◆ Trecho do texto ◆
------------------------------------------------------------------------
3. Não é porque a pessoa é negra que automaticamente ela é filha de um orixá. Ela pode ser praticante do candomblé de Angola e filha de um Nkisi, entidades das culturas banto (Congo/Angola), como nos ensinou o carnaval da Ilha do Governador em 2017 ou a Beija-Flor em 2001 com Agotime e o Voduns do Candomblé Jejê. 

4. As pessoas negras também podem não ter relação com nenhuma religião de matrizes africanas. O que nos revela uma das faces do racismo no Brasil, mas que também não pode ser uma regra ter um cargo dentro do candomblé. Talvez o Salgueiro, em 2020, não soubera desenvolver o enredo sobre o Benjamin de Oliveira porque o palhaço não era uma pessoa negra esperada pelo censo comum.
------------------------------------------------------------------------
◆ Dados ◆

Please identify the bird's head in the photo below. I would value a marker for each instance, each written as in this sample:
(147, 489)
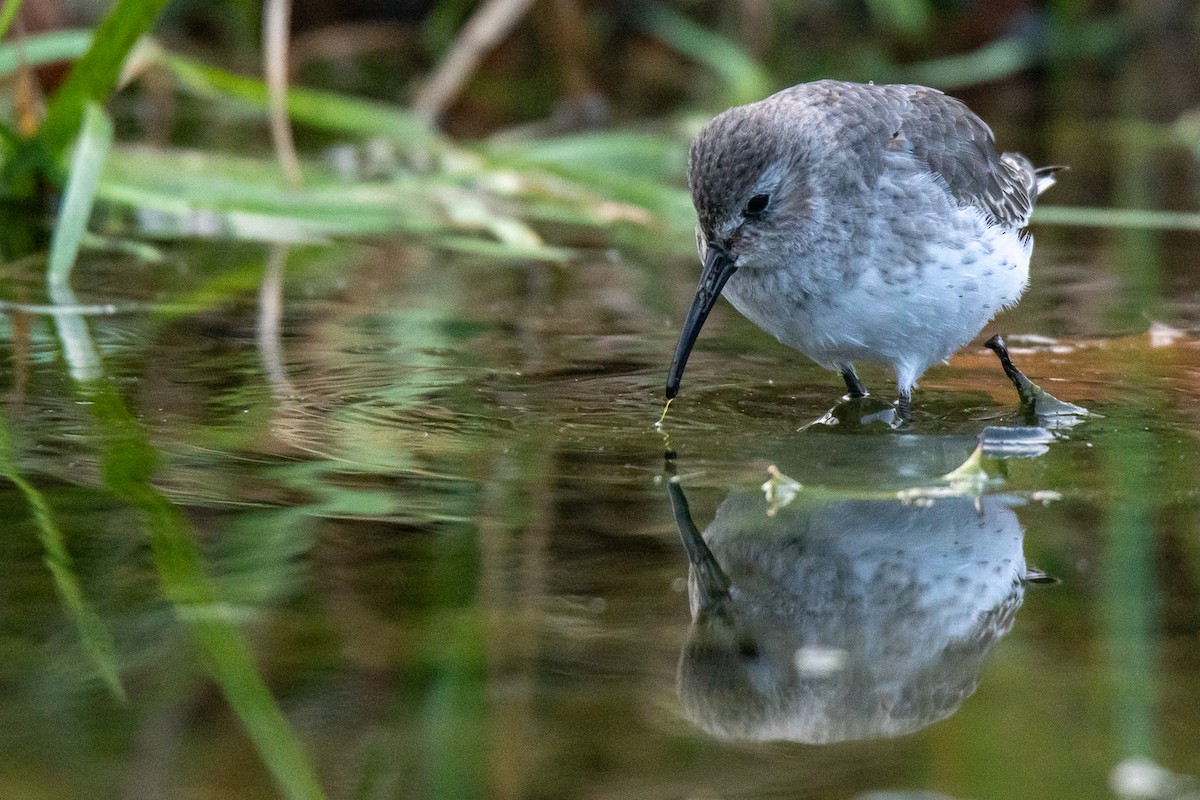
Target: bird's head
(748, 173)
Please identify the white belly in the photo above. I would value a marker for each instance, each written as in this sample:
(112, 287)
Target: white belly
(909, 319)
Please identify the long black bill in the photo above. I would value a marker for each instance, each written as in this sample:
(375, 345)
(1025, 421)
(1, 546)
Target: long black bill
(718, 269)
(711, 582)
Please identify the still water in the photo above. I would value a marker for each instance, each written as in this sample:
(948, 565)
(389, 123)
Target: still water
(418, 539)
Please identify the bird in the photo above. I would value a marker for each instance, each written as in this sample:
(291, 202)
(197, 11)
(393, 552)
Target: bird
(859, 223)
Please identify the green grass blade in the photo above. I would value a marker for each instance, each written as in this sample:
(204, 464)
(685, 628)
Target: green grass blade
(745, 80)
(87, 164)
(1122, 218)
(127, 464)
(96, 638)
(7, 14)
(322, 109)
(43, 48)
(95, 76)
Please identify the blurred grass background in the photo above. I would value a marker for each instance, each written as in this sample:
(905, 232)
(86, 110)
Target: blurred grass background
(523, 128)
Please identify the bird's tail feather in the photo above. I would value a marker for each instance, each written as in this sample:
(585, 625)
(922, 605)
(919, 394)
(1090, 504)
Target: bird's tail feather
(1045, 176)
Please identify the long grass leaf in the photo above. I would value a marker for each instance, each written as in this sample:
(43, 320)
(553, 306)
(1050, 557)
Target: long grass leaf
(322, 109)
(96, 638)
(127, 463)
(87, 164)
(745, 80)
(94, 77)
(43, 48)
(1125, 218)
(7, 14)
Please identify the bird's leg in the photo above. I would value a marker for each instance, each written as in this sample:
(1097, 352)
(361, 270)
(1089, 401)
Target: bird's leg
(904, 407)
(1025, 388)
(855, 388)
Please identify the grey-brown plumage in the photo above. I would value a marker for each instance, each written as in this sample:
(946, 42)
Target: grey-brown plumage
(859, 222)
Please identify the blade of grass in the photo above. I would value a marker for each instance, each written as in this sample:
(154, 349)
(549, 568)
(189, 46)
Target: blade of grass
(1123, 218)
(745, 80)
(87, 164)
(321, 109)
(43, 48)
(95, 76)
(96, 638)
(127, 463)
(7, 14)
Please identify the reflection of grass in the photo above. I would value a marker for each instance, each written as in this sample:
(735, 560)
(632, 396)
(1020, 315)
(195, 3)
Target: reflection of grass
(129, 462)
(97, 641)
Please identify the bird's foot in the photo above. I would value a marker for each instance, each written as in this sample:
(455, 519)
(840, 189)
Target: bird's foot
(855, 413)
(1035, 400)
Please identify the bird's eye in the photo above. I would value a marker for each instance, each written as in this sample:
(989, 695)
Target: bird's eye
(757, 204)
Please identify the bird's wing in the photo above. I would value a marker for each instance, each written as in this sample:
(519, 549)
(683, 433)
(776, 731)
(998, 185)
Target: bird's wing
(959, 146)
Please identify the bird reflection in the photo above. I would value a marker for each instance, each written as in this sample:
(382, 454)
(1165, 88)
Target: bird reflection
(840, 619)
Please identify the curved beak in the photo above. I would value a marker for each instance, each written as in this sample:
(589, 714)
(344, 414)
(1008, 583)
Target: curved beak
(718, 269)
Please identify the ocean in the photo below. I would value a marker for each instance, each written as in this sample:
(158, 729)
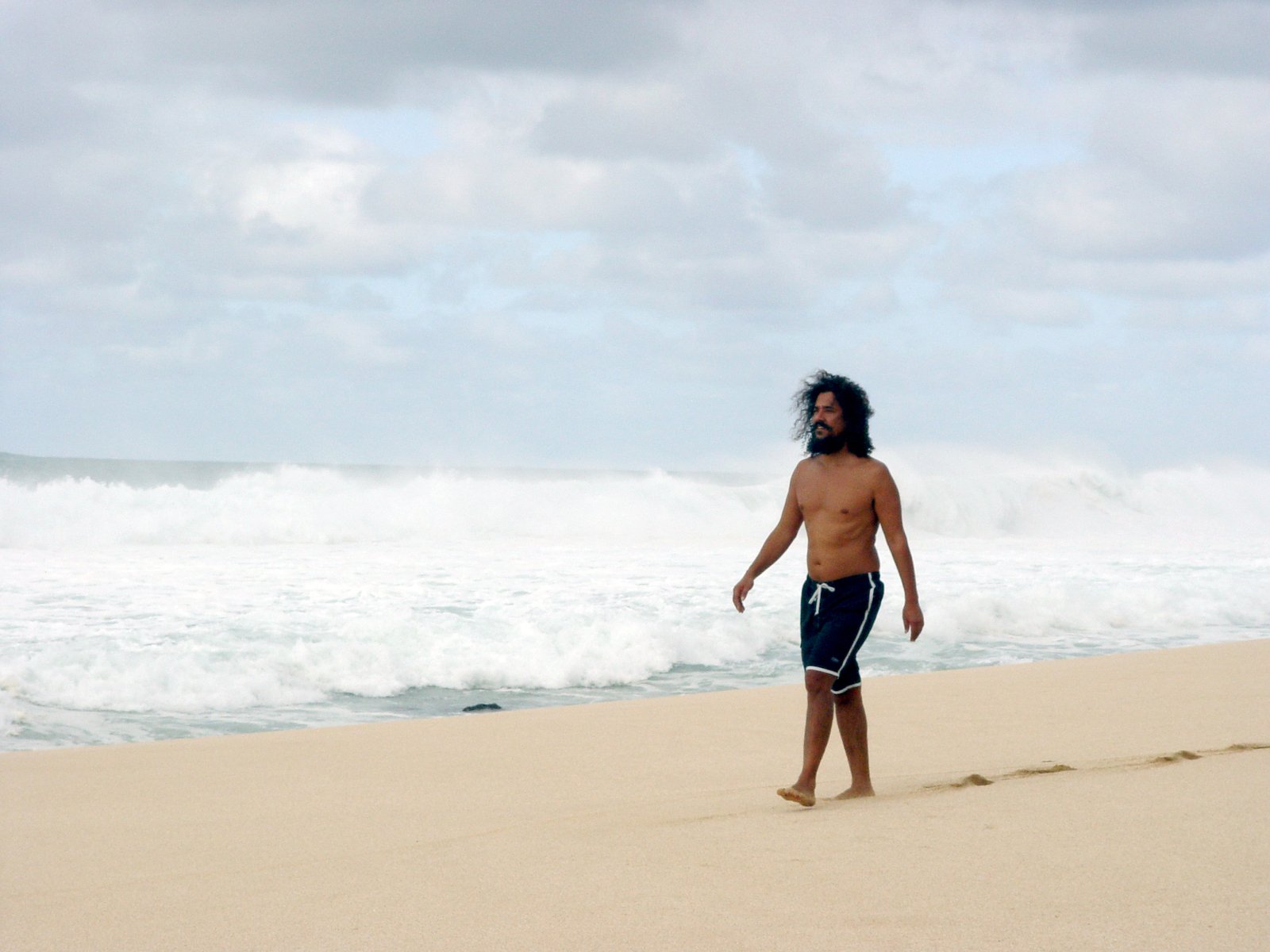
------------------------------------------------------------------------
◆ Sobre a tarefa ◆
Atualize o trecho sobre pessoas negras e religiões de matriz africana, começando em "3. Não é porque" e terminando em "pelo censo comum.". Troque "palhaço" por "artista".

◆ Resposta ◆
3. Não é porque a pessoa é negra que automaticamente ela é filha de um orixá. Ela pode ser praticante do candomblé de Angola e filha de um Nkisi, entidades das culturas banto (Congo/Angola), como nos ensinou o carnaval da Ilha do Governador em 2017 ou a Beija-Flor em 2001 com Agotime e o Voduns do Candomblé Jejê. 

4. As pessoas negras também podem não ter relação com nenhuma religião de matrizes africanas. O que nos revela uma das faces do racismo no Brasil, mas que também não pode ser uma regra ter um cargo dentro do candomblé. Talvez o Salgueiro, em 2020, não soubera desenvolver o enredo sobre o Benjamin de Oliveira porque o artista não era uma pessoa negra esperada pelo censo comum.